Prompt: Locate each line below that contains the word "audience", and copy every such line.

..........

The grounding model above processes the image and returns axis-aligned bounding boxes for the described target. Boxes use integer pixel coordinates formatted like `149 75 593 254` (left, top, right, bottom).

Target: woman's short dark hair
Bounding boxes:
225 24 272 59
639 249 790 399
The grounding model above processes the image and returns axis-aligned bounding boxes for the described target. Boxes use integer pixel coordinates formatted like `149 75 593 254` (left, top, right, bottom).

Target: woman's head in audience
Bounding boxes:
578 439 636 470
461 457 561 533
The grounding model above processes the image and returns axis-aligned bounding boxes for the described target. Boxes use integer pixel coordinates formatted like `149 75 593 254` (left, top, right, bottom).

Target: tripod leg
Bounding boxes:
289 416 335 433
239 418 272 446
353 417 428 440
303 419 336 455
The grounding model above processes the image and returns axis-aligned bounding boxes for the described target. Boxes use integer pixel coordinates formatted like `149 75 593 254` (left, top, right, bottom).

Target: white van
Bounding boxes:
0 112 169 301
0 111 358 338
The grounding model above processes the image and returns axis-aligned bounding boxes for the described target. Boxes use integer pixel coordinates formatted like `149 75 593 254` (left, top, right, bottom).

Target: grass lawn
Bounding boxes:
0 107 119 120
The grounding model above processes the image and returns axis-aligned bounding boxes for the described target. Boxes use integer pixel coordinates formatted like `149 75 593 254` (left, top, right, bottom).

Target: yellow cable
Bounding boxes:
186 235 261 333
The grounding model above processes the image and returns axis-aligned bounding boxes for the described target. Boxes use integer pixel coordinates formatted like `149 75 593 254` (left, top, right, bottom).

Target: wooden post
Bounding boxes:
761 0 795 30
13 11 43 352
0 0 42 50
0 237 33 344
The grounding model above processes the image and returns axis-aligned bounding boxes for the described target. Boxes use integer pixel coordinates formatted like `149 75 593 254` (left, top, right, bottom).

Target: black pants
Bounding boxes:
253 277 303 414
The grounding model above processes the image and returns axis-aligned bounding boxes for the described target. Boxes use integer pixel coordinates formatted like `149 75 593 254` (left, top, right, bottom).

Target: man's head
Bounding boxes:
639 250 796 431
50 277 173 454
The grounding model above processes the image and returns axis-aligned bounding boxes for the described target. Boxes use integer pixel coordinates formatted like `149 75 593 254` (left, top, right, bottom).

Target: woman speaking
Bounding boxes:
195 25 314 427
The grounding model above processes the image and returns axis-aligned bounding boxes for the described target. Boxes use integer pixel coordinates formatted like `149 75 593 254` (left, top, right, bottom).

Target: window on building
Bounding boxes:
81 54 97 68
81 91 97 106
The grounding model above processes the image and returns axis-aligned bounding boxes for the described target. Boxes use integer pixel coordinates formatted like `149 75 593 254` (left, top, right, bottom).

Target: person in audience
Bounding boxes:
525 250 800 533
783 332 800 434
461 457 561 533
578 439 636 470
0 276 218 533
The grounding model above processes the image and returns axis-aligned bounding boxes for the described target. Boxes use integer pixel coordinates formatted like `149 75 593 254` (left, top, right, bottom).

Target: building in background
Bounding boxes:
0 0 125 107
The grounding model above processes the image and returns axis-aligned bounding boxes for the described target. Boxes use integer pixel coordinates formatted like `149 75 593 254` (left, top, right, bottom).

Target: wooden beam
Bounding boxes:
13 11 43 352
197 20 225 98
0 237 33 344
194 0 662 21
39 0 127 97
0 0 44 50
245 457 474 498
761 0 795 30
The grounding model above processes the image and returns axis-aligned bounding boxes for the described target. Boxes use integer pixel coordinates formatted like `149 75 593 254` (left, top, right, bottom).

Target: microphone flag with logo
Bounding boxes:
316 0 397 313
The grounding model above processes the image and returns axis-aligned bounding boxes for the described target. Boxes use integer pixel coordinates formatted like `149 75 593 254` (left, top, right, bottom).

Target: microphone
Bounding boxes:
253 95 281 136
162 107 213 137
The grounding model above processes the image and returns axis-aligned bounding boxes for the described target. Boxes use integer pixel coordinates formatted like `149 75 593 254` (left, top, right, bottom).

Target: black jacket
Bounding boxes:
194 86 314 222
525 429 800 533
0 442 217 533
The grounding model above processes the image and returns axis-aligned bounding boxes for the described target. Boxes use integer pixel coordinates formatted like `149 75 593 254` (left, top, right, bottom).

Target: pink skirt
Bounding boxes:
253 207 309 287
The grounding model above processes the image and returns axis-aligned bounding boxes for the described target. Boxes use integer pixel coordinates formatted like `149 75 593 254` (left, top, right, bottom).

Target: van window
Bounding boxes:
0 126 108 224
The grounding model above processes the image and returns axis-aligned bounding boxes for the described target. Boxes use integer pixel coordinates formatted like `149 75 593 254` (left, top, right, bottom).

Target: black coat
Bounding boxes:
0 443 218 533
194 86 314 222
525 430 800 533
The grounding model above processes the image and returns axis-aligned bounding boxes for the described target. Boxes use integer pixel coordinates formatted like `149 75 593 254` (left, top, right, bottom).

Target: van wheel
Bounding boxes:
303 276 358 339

..........

Written reply:
Target: woman's head in audience
Target: person in audience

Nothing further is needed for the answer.